**Okunacak Metin**

Abaküs Yazılım
14. Ceza Dairesi
Esas No: 2018/1842
Karar No: 2018/5546

Beden veya ruh sağlığını bozacak şekilde çocuğun nitelikli cinsel istismarı - Yargıtay 14. Ceza Dairesi 2018/1842 Esas 2018/5546 Karar Sayılı İlamı

Özet: (Bu özet Yapay Zeka tarafından yazılmıştır. Hukuki olarak geçerliliği yoktur.)


Ağır Ceza Mahkemesi tarafından verilen 2018/1842 E., 2018/5546 K. numaralı kararda sanık, çocuğun nitelikli cinsel istismar suçundan mahkum edilmiştir. Dosyada yer alan deliller, duruşma ve tarafların savunmaları dikkate alınarak hükmün onanmasına karar verilmiştir. Ancak sanık hakkında TCK 103/6. maddesinin uygulanıp uygulanmayacağına yönelik görüş ayrılığı yaşanmıştır. Mahkeme çoğunluğu, ATK raporlarına rağmen sanığın eyleminin mağdurenin ruh sağlığına zarar verip vermediğinin tartışmalı olduğunu belirterek TCK 103/6. maddesinin uygulanamayacağı yönünde karar vermiştir. Ancak azınlık görüşüne göre sanığın eylemi sonucunda mağdurenin ruh sağlığı zarar görmüştür ve TCK 103/6. maddesi uygulanmalıdır.
Kanun Maddeleri:
- 5237 sayılı Türk Ceza Kanunu'nun 103/6. maddesi (Beden veya ruh sağlığını bozacak şekilde çocuğun nitelikli cinsel istismarı)
14. Ceza Dairesi         2018/1842 E.  ,  2018/5546 K.

    "İçtihat Metni"

[Kayıtlar]
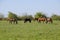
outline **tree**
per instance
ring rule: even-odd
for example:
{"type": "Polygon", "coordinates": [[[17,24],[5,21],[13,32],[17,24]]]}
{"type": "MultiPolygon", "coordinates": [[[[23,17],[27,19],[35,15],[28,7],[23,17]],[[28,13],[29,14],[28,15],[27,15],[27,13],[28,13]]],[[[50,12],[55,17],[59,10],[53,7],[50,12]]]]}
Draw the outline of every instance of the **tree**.
{"type": "Polygon", "coordinates": [[[2,13],[0,13],[0,18],[4,18],[4,15],[2,13]]]}
{"type": "Polygon", "coordinates": [[[46,17],[46,15],[43,14],[42,12],[37,12],[35,18],[39,18],[39,17],[46,17]]]}
{"type": "Polygon", "coordinates": [[[18,18],[17,15],[14,14],[14,13],[12,13],[12,12],[8,12],[8,13],[9,13],[9,14],[8,14],[8,18],[15,18],[15,19],[18,18]]]}
{"type": "Polygon", "coordinates": [[[59,16],[59,15],[56,15],[56,14],[53,14],[53,15],[51,16],[51,18],[52,18],[53,20],[60,20],[60,16],[59,16]]]}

**Yönergeler**
1. Karar metninin “Abaküs Yazılım” ile başlayıp “olarak geçerliliği yoktur.)” dahil olmak üzere süren kısmını hiç değiştirmeden yeniden yazın.
2. Kayıtları, sütun adları "gorev" ve "yanit" olan iki sütunlu bir CSV olarak düzenleyin. Her görev için bir satır açın, görev metnini ve yanıtını satır sonlarını boşluğa çevirerek tırnak içindeki tek bir alana yazın ve görselleri yanıta katmayın.
Karar metni ile kayıtlar birbirinden ayrı malzemelerdir.

**Görev Yanıtları**
1.
Abaküs Yazılım
14. Ceza Dairesi
Esas No: 2018/1842
Karar No: 2018/5546

Beden veya ruh sağlığını bozacak şekilde çocuğun nitelikli cinsel istismarı - Yargıtay 14. Ceza Dairesi 2018/1842 Esas 2018/5546 Karar Sayılı İlamı

Özet: (Bu özet Yapay Zeka tarafından yazılmıştır. Hukuki olarak geçerliliği yoktur.)

2.
gorev,yanit
"outline **tree** per instance ring rule: even-odd for example: {""type"": ""Polygon"", ""coordinates"": [[[17,24],[5,21],[13,32],[17,24]]]} {""type"": ""MultiPolygon"", ""coordinates"": [[[[23,17],[27,19],[35,15],[28,7],[23,17]],[[28,13],[29,14],[28,15],[27,15],[27,13],[28,13]]],[[[50,12],[55,17],[59,10],[53,7],[50,12]]]]} Draw the outline of every instance of the **tree**.","{""type"": ""Polygon"", ""coordinates"": [[[2,13],[0,13],[0,18],[4,18],[4,15],[2,13]]]} {""type"": ""Polygon"", ""coordinates"": [[[46,17],[46,15],[43,14],[42,12],[37,12],[35,18],[39,18],[39,17],[46,17]]]} {""type"": ""Polygon"", ""coordinates"": [[[18,18],[17,15],[14,14],[14,13],[12,13],[12,12],[8,12],[8,13],[9,13],[9,14],[8,14],[8,18],[15,18],[15,19],[18,18]]]} {""type"": ""Polygon"", ""coordinates"": [[[59,16],[59,15],[56,15],[56,14],[53,14],[53,15],[51,16],[51,18],[52,18],[53,20],[60,20],[60,16],[59,16]]]}"